Task statement
From the items below, list each line that contains the string "Target". Treat uppercase and lowercase as different.
-.-.-
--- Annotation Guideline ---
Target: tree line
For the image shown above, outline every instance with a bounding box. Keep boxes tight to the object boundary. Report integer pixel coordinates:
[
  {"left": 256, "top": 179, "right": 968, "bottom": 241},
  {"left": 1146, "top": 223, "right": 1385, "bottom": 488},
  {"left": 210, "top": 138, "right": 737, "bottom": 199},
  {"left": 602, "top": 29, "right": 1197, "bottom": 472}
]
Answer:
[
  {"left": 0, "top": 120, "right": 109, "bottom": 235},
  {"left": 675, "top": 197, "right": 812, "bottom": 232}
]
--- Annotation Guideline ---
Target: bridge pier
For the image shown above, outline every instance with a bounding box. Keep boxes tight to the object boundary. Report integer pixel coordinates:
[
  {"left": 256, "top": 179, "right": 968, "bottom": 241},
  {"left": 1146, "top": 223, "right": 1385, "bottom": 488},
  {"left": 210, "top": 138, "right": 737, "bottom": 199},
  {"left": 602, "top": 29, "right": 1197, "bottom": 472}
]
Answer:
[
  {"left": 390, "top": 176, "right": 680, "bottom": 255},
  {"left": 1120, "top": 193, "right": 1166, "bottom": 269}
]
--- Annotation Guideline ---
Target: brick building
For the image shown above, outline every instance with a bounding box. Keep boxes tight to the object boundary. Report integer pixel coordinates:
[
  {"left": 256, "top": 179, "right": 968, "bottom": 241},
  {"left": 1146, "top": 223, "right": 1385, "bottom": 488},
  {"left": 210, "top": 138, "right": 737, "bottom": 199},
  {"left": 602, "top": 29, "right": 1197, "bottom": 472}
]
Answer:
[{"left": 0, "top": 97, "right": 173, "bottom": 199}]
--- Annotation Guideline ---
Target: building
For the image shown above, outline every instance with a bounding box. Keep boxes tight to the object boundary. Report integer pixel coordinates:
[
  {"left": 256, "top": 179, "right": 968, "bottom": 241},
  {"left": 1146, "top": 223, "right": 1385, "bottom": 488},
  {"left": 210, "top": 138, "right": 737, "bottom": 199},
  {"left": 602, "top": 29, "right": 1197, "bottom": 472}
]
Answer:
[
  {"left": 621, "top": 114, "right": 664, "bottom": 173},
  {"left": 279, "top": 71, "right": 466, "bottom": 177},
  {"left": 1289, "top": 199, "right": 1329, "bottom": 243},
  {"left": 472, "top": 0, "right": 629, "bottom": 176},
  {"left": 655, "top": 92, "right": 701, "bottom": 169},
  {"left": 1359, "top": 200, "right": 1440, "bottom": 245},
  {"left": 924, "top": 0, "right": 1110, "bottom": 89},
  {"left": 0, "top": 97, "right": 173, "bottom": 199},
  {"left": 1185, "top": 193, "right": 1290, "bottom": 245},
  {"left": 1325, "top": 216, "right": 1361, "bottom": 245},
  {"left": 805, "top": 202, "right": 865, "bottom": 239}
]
-.-.-
Correct answer
Target: tree line
Target: bridge pier
Target: brick building
Target: building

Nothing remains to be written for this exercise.